TEXTO DE LECTURA —
^^^^^^^^
Las paradojas de la soledad: del aislamiento a la humanidad compartida
En tiempos donde las cifras parecen confirmar un creciente aislamiento, necesitamos recordar que la salida no está en tener “más conexiones”, sino en atrevernos a habitar nuestra experiencia desde la vulnerabilidad, con autenticidad, apertura y compasión.
En los últimos años, múltiples indicadores globales y locales han revelado un fenómeno preocupante: que el sentimiento de soledad no elegida está en expansión. La Organización Mundial de la Salud estima que 1 de cada 6 personas en el mundo se siente sola. En países de la OCDE, cerca de un 6% declara sentirse solo la mayor parte del tiempo, mientras que un metaanálisis reciente (Susanty et al., 2025) sitúa la prevalencia global en torno al 26%.
Según el Termómetro de Salud Mental ACHS-UC 2025, en Chile un 19% de la población reconoce una soledad percibida, con mayor presencia en mujeres y adultos entre 30 y 39 años. Los mayores de 60 años son el grupo especialmente vulnerable: casi la mitad reporta soledad no deseada y más del 55% enfrenta alto riesgo de aislamiento social. Estas cifras configuran lo que podríamos llamar una “silenciosa pandemia de soledad”.
Sin embargo, más allá de los números, la soledad nos interpela vitalmente, en ella emergen paradojas que reflejan la complejidad de este fenómeno y la necesidad de repensar cómo nos vinculamos con ella.
Podemos reconocer dos paradojas en cómo actualmente se manifiesta la soledad, una social y otra personal.
Primera paradoja: la dimensión social: vivimos en una era de hiperconexión sin precedentes. Las plataformas digitales nos ofrecen cercanía inmediata y la ilusión de estar siempre acompañados. No obstante, el sentimiento de soledad, como vemos, es creciente. La contradicción es evidente: nunca antes había sido tan fácil estar “conectados” y, a la vez, nunca antes nos hemos sentido tan solos. La hiperconexión tecnológica no garantiza un encuentro afectivo, ni mucho menos el sentirse visto y reconocido.
Segunda paradoja: la dimensión subjetiva: la soledad suele experimentarse como un territorio personal, íntimo, muchas veces vergonzoso, algo que se “padece” en silencio. Sin embargo, son millones de personas quienes atraviesan esta misma vivencia. Esta aparente contradicción revela la segunda paradoja: lo que sentimos como aislamiento personal es, en realidad, una experiencia común.
En el reconocimiento humano y relacional de estas condiciones se abre una posibilidad de encuentro y reconocimiento mutuo.
Una contraparadoja como respuesta: la vulnerabilidad que nos une
Si las paradojas de la soledad nos encierran, quizás la salida se halle en una contraparadoja, en tener el coraje de abrirnos y compartir nuestra soledad. Reconocer y expresar nuestra vulnerabilidad puede aislarnos, sin embargo, tiene también el potencial de conectarnos, en un gesto que convierte el aislamiento en vínculo y el dolor íntimo en humanidad compartida. Así, en lo que parece un sufrimiento individual y doloroso yacen las semillas del vínculo y la conexión.
En tiempos donde las cifras parecen confirmar un creciente aislamiento, necesitamos recordar que la salida no está en tener “más conexiones”, sino en atrevernos a habitar nuestra experiencia desde la vulnerabilidad, con autenticidad, apertura y compasión. Quizás ahí radique una silenciosa esperanza: que en la soledad, en lugar de encerrarnos, podamos encontrarnos.
^^^^^^^^
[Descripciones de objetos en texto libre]
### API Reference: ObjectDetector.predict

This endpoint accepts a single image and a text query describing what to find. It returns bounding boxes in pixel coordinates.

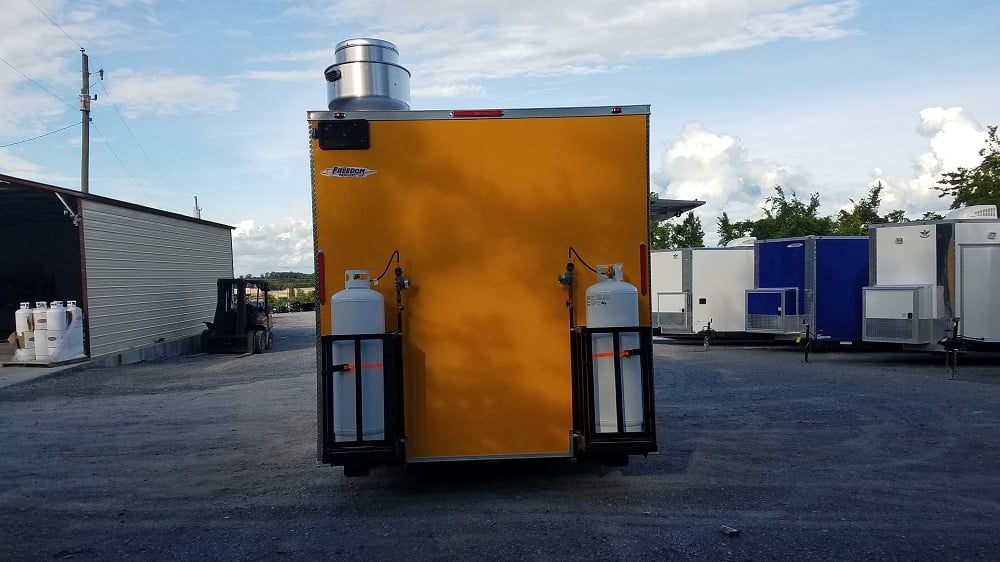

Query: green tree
[717,185,837,246]
[836,182,909,236]
[934,125,1000,209]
^^^^^^^^
CONSIGNA — Enumere todas las cifras expresadas con el signo de porcentaje en el texto sobre la soledad e indique qué mide cada una. No es necesario consultar el listado.

RESPUESTA —
- Cerca de un 6%: las personas de países de la OCDE que declaran sentirse solas la mayor parte del tiempo.
- En torno al 26%: la prevalencia global de la soledad según un metaanálisis reciente (Susanty et al., 2025).
- 19%: la población de Chile que reconoce una soledad percibida, según el Termómetro de Salud Mental ACHS-UC 2025.
- Más del 55%: los mayores de 60 años que enfrentan alto riesgo de aislamiento social.